- **WHAT YOU NEED TO DO**
Lines holding the word "deer" are the ones to copy from the data below.

(Point localization data)
· · ·
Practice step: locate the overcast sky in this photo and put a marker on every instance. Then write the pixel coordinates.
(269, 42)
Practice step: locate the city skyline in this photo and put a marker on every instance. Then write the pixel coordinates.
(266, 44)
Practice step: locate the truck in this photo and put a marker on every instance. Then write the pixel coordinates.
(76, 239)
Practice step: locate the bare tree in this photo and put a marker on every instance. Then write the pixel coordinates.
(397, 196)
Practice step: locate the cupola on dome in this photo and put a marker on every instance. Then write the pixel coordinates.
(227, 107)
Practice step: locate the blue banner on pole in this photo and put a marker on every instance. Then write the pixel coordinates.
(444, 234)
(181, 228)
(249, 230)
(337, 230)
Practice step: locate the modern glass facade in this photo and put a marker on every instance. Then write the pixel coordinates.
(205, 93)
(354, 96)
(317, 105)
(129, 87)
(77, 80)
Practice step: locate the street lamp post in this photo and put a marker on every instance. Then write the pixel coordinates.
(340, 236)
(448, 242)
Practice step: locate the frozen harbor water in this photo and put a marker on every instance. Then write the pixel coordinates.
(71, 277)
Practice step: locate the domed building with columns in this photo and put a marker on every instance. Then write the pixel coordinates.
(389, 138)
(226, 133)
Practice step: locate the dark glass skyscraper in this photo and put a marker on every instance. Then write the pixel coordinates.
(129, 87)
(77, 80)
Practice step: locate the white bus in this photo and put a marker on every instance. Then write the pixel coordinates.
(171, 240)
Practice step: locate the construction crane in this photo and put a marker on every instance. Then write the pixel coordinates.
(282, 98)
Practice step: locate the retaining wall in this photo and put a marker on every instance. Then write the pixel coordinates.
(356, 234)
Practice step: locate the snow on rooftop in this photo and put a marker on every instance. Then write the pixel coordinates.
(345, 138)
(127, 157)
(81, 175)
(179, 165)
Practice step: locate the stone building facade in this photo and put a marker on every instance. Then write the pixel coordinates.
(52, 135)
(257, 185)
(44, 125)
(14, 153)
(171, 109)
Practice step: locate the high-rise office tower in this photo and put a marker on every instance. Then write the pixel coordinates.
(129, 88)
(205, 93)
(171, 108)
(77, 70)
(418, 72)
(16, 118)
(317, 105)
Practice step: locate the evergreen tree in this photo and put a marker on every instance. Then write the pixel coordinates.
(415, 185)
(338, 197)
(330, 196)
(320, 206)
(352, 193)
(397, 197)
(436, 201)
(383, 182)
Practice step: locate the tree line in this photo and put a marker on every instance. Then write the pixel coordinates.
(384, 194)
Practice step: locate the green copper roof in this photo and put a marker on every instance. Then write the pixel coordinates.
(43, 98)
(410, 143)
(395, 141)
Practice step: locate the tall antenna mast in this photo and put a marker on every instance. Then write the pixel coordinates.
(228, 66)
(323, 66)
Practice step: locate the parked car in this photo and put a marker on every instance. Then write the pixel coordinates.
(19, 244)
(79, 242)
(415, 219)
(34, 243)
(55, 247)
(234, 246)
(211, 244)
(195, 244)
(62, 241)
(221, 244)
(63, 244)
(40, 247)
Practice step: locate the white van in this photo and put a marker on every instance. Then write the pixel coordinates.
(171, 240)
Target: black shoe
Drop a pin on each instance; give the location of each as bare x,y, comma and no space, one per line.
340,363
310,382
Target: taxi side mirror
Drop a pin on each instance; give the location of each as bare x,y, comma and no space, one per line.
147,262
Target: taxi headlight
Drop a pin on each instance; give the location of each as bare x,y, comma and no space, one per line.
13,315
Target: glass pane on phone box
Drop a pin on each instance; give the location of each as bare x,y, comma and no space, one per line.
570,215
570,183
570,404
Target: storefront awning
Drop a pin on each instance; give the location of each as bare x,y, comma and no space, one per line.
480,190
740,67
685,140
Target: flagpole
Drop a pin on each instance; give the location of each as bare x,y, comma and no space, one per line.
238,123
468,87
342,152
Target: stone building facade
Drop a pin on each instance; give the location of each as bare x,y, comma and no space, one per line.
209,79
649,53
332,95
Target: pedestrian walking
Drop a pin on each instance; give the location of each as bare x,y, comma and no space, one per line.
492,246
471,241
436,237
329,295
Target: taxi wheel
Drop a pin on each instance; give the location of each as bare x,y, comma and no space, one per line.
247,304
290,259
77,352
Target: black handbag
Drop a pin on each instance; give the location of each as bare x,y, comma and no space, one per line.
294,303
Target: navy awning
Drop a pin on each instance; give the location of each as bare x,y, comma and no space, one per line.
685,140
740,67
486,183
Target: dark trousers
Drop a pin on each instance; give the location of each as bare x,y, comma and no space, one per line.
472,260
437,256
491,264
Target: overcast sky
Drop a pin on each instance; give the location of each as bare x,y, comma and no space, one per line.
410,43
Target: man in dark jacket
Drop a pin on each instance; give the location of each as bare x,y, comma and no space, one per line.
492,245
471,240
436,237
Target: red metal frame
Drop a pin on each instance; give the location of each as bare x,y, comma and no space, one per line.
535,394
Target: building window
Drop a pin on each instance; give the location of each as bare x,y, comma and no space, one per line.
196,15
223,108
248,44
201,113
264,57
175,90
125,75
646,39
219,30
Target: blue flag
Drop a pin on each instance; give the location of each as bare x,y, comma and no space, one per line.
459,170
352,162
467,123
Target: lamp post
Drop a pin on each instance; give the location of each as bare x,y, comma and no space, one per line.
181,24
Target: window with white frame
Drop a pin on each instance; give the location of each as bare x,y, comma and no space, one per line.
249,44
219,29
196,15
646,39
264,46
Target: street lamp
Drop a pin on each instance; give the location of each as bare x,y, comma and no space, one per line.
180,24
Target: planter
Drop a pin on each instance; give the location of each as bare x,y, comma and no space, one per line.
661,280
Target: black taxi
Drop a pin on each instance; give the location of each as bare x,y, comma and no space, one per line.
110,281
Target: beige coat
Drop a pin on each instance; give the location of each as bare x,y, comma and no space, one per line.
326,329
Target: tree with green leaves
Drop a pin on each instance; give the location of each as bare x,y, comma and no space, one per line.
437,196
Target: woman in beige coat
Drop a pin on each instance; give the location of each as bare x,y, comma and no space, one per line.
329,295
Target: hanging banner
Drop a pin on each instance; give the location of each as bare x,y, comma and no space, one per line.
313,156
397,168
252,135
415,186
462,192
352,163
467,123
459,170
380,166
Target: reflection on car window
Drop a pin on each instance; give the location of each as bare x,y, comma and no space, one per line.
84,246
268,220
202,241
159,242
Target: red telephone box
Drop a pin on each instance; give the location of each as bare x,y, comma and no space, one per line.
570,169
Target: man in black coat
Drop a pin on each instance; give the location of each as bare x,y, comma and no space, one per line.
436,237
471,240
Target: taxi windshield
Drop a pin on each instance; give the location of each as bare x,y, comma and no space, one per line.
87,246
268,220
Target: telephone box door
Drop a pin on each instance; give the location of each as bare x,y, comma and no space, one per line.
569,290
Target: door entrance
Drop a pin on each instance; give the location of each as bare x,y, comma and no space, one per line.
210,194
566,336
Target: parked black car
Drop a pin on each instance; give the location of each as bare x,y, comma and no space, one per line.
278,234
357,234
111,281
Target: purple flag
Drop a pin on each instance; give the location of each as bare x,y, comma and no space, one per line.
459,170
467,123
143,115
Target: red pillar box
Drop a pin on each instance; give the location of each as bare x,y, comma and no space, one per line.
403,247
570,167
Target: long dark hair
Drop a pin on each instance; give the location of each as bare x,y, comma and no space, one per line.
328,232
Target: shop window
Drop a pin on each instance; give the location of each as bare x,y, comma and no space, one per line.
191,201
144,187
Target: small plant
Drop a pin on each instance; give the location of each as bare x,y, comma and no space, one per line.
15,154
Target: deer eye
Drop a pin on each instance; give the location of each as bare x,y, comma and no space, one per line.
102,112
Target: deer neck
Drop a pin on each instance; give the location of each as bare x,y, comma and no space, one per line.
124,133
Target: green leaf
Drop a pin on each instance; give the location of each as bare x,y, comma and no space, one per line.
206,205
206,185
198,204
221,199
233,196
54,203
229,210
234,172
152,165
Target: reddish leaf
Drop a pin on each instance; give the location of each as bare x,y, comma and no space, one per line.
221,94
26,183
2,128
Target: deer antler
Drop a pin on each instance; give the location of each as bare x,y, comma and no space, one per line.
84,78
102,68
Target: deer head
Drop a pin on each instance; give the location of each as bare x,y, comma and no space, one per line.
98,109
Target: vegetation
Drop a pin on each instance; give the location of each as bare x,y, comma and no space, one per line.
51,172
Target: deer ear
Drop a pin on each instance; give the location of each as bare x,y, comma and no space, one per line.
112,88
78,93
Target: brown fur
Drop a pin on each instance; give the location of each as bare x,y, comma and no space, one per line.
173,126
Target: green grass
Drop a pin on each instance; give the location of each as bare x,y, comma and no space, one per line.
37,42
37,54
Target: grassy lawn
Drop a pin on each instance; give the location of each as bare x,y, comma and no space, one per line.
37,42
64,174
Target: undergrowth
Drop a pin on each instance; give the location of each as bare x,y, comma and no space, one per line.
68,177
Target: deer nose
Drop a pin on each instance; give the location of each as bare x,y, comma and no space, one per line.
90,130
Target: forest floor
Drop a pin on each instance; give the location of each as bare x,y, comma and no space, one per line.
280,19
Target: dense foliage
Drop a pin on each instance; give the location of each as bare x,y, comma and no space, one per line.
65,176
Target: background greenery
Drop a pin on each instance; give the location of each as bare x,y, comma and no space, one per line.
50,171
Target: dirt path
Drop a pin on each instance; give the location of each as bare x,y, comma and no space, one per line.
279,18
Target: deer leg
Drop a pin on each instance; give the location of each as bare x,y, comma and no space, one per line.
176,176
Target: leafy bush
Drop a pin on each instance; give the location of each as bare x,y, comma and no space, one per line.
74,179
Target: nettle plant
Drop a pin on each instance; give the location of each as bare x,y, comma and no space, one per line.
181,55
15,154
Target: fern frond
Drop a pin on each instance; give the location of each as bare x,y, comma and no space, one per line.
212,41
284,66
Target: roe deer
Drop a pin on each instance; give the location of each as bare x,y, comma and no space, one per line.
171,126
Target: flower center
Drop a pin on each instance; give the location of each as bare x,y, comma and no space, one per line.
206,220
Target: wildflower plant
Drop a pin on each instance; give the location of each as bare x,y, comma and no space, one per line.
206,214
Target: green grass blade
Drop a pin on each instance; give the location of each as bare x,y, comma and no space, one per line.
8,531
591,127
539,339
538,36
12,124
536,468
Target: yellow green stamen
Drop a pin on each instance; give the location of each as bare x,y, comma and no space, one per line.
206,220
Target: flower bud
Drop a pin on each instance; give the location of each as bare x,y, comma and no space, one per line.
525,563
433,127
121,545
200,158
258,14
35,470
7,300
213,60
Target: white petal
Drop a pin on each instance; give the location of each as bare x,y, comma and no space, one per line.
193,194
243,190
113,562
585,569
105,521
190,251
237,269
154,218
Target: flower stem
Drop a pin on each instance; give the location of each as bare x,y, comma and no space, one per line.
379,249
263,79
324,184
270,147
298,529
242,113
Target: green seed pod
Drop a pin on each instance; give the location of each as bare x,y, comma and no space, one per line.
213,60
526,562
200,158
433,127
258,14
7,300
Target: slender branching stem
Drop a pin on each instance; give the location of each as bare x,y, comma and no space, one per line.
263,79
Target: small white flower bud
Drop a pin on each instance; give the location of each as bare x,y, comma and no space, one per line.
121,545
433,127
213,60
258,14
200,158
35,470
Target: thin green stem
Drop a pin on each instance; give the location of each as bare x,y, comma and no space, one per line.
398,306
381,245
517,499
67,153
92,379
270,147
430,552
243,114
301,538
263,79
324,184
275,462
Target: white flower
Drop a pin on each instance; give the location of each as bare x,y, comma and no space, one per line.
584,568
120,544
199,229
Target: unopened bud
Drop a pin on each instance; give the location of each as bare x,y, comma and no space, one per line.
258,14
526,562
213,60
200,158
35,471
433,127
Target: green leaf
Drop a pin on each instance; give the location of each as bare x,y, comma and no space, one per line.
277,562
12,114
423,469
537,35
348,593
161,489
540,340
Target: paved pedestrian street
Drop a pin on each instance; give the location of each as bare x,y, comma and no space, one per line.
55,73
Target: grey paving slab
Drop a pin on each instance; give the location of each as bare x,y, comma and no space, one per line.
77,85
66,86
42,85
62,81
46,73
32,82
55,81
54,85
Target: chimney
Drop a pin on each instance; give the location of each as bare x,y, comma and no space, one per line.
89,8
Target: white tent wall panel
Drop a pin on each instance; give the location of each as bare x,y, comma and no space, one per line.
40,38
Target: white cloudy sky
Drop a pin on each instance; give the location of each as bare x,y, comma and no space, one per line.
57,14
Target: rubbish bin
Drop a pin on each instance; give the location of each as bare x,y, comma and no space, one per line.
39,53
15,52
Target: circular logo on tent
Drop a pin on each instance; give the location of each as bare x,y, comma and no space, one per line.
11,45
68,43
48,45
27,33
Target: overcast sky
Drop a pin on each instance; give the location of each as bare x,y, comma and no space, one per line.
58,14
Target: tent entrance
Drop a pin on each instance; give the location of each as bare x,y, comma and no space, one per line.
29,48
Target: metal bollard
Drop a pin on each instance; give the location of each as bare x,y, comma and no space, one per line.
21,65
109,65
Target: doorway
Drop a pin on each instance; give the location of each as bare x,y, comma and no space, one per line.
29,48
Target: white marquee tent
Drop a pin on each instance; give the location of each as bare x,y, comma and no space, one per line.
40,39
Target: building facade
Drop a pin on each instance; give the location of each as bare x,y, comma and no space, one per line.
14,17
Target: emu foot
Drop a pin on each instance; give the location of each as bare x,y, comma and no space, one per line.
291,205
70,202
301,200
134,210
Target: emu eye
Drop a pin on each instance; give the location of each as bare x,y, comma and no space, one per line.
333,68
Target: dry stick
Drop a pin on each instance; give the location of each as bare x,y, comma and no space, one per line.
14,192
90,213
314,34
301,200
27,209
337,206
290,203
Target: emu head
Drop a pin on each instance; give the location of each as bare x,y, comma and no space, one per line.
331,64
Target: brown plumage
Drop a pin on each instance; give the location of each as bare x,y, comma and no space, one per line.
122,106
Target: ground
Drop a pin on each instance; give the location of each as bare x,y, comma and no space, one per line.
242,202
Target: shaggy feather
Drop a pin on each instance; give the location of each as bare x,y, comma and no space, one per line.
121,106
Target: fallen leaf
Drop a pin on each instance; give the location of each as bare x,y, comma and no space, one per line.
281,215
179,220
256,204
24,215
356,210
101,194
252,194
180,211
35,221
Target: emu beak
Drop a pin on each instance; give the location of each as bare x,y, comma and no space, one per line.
· · ·
- **RESULT OF THE EXERCISE**
Target: deer eye
Target: deer neck
Target: deer antler
Target: deer head
Target: deer ear
Target: deer nose
Target: deer leg
Target: roe deer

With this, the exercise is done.